| Records for the task |

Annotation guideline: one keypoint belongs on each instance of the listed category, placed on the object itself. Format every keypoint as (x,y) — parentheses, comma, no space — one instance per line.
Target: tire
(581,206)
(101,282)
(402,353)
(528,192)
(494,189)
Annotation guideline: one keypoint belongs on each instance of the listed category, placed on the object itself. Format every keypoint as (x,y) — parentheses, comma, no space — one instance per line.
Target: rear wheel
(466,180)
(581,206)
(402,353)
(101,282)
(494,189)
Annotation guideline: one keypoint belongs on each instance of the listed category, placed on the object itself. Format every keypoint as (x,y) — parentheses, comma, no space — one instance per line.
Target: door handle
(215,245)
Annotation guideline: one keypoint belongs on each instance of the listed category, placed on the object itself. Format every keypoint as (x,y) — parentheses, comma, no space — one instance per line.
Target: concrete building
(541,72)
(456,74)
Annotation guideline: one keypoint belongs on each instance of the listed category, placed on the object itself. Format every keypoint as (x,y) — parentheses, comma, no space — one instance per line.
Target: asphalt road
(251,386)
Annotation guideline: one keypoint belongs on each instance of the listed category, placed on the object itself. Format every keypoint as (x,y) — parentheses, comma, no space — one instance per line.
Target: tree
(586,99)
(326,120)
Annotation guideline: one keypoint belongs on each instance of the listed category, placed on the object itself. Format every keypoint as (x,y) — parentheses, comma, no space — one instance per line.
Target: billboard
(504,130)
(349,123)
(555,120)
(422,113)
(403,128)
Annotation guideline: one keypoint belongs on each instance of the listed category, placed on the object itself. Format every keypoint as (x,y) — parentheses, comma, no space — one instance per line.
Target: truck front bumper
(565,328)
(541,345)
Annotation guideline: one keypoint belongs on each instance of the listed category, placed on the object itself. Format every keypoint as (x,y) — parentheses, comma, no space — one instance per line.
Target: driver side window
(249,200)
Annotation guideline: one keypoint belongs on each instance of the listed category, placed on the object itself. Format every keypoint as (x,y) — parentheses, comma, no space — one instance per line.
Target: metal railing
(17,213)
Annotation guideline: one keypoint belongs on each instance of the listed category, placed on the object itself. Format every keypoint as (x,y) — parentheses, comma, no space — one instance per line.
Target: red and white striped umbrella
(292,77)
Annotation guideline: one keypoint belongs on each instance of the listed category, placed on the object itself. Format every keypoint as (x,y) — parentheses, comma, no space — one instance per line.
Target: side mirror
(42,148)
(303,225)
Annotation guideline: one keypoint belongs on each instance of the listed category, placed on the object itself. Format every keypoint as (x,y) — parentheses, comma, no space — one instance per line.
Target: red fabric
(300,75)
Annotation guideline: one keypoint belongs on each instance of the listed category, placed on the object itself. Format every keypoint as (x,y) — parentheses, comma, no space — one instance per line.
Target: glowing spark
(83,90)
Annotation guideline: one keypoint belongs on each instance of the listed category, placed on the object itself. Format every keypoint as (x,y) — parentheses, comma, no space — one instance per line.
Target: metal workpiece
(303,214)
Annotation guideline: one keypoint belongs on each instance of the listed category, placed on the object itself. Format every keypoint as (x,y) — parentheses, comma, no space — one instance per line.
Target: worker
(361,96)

| Instructions to follow |
Reproduce each entry above character for character.

| Response |
Annotation guideline: one keypoint belongs on each instance of the listed category, placed on the object itself. Format every keypoint as (x,y) — parentheses, comma, no space — one instance per line.
Target: tire
(581,206)
(101,282)
(402,353)
(528,192)
(494,189)
Annotation guideline: one keypoint belongs on each instance of the listed category, placed on the object itself. Format every keypoint as (x,y) — parentheses, comma, no space — one instance per line.
Target: rear wheel
(466,180)
(581,206)
(402,353)
(101,282)
(494,189)
Annotation guideline: one keypoint belongs on each instance of the listed category, placed on the object itself. Format every keypoint as (x,y) — parentheses, comma, no space — one instance per line.
Target: door handle
(215,245)
Annotation guideline: one keypoint belongs on each instance of the listed category, placed on the object itself. Format every keypoint as (x,y) — parentheses, comma, no space — one instance per line.
Target: concrete building
(541,72)
(456,74)
Annotation guideline: one keypoint belongs on each instance of the listed category, placed on the object itself. Format every keypoint as (x,y) — parentheses, comma, no space — one instance per line.
Target: asphalt road
(251,386)
Annotation guideline: one keypoint belongs on each instance of the listed category, placed on the object itself. Format every keypoint as (x,y) — parentheses, comma, no space — one instance per line.
Target: tree
(586,99)
(326,120)
Annotation guideline: one keypoint belongs on each instance of the listed category, placed on the object itself. Format every keypoint as (x,y) — parentheses, comma, no space — one instance per line.
Target: billboard
(504,130)
(349,123)
(555,120)
(422,113)
(403,128)
Annotation guideline: one keypoint belongs on each instance of the listed category, placed on the object itself. Format every keypoint as (x,y) — parentheses, comma, no space — one instance per line.
Target: truck front bumper
(565,328)
(541,345)
Annotation guideline: one keypoint belongs on each instance of the listed category, placed on the object itself. Format every keypoint as (x,y) — parentheses, comma, no space — one instance per line.
Target: driver side window
(249,200)
Annotation guideline: one keypoint belongs on each instance of the listed category, placed on the object itself. Format every keypoint as (x,y) — parentheses, comma, no space — one instance per line.
Target: metal railing
(17,213)
Annotation guideline: one keypoint belongs on each instance of the listed category, placed on the object itself. Format every keypoint as (x,y) — parentheses, comma, no space — one instance per line.
Target: red and white striped umbrella
(292,77)
Annotation guideline: one keypoint belongs on each instance of the listed category, placed on the object itself. Format every keypoint as (x,y) — parentheses, comma, no space — one instance per line.
Target: side mirror
(42,148)
(303,225)
Annotation guideline: one keypoint belongs on each instance of the listed category, placed on the object itself. Format every keypoint as (x,y) — parentheses, comma, no space — one instance per line.
Target: red fabric
(300,75)
Annotation guideline: one keypoint belongs on each instance of the listed category, placed on the object itself. Format every keypoint as (x,y) — parentheses, comma, no space — one instance per line.
Target: glowing spark
(83,90)
Annotation guideline: one keypoint belongs on each instance of the listed category, placed on the object itself. Format every keypoint as (x,y) — parentheses, comma, no space — one instance per line.
Target: metal workpiece
(303,214)
Annotation guideline: one keypoint belongs on each instance of the listed category, placed on the object itself. Format every keypoint as (x,y) — parentheses, comma, no space — one instance per line.
Target: worker
(361,96)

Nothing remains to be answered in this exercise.